SUPPLIED MATERIAL —
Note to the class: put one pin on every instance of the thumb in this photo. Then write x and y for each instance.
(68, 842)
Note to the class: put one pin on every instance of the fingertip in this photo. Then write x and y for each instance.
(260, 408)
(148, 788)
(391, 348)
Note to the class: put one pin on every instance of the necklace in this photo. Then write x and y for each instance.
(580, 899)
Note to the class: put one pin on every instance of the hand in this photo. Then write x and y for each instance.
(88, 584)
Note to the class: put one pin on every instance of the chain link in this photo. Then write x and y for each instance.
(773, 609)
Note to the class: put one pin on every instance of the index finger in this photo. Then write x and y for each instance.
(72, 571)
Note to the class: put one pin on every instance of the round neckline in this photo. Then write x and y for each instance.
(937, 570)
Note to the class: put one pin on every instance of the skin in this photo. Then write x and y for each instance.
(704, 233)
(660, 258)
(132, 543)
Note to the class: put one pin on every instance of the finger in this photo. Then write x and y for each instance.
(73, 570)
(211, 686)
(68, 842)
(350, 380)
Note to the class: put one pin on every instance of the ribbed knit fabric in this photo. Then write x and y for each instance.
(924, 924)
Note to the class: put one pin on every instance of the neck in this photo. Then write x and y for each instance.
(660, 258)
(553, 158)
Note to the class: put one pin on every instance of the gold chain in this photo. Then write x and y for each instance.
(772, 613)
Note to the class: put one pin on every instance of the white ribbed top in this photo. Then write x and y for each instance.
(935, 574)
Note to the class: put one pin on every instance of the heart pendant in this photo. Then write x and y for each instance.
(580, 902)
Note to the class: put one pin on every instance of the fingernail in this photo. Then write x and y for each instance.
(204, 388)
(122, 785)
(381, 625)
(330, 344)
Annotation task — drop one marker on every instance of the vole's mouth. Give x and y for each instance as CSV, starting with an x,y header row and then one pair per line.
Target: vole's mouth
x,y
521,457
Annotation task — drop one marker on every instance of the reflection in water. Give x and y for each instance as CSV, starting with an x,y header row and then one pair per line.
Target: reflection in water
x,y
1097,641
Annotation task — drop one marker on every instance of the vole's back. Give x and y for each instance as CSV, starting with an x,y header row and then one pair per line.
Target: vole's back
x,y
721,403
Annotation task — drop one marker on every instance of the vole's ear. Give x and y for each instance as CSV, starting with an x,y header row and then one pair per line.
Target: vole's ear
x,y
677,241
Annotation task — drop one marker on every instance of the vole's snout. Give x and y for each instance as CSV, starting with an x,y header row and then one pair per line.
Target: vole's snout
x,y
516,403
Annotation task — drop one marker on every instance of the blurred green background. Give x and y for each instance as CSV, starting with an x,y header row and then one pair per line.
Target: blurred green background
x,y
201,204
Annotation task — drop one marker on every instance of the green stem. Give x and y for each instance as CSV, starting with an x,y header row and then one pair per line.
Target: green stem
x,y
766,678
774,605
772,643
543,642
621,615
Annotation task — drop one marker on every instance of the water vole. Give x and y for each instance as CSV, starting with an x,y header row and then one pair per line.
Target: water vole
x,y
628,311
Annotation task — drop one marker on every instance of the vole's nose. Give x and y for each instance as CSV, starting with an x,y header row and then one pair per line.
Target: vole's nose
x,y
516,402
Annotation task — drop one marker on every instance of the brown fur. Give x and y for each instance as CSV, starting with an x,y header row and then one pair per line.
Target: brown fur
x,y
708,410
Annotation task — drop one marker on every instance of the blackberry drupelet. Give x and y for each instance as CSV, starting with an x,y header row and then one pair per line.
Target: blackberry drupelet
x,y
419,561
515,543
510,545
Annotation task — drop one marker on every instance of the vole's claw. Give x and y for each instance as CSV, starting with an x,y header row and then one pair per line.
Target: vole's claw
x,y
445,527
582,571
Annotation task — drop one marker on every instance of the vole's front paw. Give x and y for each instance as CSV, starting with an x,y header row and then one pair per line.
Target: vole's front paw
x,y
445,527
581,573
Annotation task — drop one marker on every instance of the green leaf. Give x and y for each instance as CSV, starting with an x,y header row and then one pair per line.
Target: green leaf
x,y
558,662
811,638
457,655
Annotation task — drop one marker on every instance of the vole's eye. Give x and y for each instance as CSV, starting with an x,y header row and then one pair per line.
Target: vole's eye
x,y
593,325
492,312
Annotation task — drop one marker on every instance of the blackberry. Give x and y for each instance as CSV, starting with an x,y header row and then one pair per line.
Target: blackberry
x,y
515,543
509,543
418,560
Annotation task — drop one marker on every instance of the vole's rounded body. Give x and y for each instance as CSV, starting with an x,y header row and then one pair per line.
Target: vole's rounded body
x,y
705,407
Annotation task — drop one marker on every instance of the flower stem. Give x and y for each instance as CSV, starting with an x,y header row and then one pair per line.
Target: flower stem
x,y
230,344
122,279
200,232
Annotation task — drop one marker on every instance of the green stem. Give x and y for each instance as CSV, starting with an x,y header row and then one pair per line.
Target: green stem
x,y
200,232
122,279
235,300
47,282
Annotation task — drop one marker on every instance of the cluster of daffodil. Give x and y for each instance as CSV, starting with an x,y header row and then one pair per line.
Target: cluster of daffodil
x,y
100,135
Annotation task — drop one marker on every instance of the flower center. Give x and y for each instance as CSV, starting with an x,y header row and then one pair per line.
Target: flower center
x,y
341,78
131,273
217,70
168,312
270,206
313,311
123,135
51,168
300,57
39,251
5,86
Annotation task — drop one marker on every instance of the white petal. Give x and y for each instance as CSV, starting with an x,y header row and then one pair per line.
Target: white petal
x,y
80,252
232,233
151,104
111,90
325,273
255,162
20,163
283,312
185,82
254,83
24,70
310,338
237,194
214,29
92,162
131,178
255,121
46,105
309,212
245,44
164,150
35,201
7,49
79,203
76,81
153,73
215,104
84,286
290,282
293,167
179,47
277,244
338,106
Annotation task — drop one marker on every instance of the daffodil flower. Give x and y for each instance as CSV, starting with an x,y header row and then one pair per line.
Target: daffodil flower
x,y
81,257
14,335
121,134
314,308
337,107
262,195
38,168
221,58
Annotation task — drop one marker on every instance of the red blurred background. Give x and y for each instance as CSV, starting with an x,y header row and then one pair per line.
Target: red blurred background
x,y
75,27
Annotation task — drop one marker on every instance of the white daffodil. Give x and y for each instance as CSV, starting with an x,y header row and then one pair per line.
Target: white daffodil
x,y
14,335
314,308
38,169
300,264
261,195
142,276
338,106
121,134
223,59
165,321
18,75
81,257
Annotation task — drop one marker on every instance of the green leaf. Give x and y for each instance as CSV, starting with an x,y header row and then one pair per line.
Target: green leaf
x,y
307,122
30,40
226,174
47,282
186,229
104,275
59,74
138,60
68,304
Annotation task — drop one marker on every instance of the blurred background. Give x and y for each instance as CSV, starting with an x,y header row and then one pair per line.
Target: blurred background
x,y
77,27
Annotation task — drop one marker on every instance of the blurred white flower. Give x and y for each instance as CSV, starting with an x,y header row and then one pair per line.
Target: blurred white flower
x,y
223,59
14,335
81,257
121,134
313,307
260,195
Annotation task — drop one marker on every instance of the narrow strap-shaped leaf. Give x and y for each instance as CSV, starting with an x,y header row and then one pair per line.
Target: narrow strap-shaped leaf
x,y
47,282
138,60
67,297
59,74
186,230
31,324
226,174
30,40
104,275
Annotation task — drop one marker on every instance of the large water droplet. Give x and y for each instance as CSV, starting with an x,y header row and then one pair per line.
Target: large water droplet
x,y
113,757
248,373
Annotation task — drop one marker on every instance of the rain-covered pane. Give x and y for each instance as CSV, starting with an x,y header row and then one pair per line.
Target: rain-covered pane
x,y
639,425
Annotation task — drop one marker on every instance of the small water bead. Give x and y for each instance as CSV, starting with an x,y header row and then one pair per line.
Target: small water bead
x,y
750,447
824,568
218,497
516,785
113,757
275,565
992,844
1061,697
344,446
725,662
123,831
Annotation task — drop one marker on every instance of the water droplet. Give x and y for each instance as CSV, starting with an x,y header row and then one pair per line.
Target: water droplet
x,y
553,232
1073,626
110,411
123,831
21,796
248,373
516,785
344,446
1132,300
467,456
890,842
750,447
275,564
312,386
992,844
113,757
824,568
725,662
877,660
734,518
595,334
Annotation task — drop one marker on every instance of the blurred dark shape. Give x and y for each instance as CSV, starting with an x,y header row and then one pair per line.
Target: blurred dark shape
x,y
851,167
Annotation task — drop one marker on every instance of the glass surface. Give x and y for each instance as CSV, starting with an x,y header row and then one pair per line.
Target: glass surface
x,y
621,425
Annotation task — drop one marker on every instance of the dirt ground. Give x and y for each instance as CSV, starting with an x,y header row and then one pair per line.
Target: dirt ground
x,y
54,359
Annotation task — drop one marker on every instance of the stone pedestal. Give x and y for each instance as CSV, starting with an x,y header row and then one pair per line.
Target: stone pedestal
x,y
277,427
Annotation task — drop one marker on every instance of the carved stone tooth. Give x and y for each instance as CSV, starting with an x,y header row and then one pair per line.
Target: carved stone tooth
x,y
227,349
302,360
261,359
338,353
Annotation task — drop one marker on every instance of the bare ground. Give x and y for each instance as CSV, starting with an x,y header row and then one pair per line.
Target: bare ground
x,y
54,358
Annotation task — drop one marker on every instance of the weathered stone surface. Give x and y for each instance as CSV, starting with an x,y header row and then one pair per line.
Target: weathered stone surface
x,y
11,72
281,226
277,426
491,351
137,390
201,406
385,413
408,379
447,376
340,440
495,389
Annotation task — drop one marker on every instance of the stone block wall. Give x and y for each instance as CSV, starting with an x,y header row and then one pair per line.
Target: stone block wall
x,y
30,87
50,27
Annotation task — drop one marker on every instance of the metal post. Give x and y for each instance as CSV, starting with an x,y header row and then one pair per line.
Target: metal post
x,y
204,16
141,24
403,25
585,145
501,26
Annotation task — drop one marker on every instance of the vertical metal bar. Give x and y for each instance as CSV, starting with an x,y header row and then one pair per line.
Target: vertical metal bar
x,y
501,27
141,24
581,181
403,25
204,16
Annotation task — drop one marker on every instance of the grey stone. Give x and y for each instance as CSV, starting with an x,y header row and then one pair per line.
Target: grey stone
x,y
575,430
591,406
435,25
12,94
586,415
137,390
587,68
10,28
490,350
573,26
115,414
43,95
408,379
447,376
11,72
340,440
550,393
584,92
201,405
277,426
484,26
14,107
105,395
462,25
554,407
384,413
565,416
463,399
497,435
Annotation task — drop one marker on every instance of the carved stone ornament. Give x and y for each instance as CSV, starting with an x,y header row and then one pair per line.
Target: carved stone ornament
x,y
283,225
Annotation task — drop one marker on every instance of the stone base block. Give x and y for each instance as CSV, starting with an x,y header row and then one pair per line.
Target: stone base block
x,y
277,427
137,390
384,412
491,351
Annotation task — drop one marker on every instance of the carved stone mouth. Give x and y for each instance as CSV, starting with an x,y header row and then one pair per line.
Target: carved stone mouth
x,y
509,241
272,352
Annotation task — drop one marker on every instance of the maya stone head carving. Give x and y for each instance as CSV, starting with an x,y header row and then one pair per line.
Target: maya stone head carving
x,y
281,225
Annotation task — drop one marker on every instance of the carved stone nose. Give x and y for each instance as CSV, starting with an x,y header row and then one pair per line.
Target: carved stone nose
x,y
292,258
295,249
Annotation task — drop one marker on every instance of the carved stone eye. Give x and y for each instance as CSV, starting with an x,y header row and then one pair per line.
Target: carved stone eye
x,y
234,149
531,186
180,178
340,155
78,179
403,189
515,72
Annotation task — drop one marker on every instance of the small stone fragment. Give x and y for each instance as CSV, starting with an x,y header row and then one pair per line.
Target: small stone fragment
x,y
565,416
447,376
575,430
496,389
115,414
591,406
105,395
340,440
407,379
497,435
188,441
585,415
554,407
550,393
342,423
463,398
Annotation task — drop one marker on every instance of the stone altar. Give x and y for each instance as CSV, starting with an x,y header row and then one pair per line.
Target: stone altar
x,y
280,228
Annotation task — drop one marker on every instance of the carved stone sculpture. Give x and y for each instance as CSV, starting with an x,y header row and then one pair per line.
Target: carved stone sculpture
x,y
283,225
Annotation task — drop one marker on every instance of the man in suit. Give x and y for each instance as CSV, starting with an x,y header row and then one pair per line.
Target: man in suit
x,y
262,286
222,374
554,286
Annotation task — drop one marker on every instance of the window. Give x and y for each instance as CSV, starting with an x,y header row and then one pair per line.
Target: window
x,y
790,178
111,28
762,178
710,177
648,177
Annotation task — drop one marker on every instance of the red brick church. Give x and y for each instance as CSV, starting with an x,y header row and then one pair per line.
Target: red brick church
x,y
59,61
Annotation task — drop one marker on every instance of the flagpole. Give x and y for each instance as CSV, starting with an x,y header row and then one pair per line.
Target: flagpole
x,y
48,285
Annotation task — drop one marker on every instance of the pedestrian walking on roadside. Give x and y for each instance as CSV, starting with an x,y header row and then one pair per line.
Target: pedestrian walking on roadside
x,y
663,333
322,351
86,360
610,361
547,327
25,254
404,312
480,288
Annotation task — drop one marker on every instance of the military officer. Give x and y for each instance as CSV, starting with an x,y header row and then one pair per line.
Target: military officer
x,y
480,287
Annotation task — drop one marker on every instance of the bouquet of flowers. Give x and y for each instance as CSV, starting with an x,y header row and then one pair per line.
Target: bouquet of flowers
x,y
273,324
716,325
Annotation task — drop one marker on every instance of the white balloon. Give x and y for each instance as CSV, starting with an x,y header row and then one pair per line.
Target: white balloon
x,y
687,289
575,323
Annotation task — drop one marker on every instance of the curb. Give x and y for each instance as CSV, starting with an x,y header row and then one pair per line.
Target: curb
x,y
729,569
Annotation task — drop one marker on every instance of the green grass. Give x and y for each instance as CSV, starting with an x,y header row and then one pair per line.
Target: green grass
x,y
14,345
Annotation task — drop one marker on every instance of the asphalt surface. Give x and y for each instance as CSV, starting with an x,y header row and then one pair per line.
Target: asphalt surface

WHAT IS ASKED —
Keep only the lines from the one containing "of the pedestrian" to the end of the entries, and repeat them exactly.

RESULT OF THE EXERCISE —
Annotation task — drop one marker on every instance of the pedestrian walking on roadside. Give x and y for each instance as CSV, starting with an x,y header row and then one pair per line.
Target: pedestrian walking on roadside
x,y
663,333
322,351
86,360
610,361
547,327
25,254
404,312
480,288
Annotation task — drop one marker on every instance of the military officer. Give x and y for each instance as CSV, starting with an x,y header row and then one pair per line.
Target: military officer
x,y
480,287
Annotation task — drop one marker on every instance of the bouquet of flowers. Give x and y for each instance as CSV, starting with an x,y header row and then one pair per line.
Target: bouquet of flowers
x,y
273,324
716,325
Annotation task — drop one marker on every instance of the white balloon. Give x and y for each instance as CSV, starting with an x,y header row and then one pair per line.
Target: white balloon
x,y
687,289
575,323
Annotation task — drop one marker on every instance of the curb. Give x and y for each instance as CSV, starting with an x,y header row and then one pair per line.
Target: curb
x,y
729,569
Annotation task — drop one marker on every instance of the green grass. Give x and y for each instance as CSV, starting with an x,y header row and then one pair per line.
Target: green grass
x,y
14,345
Annotation task — drop one marker on every instance of the asphalt surface. Give x and y for each instance as CSV, starting with an x,y header row and then one pair per line.
Target: asphalt surface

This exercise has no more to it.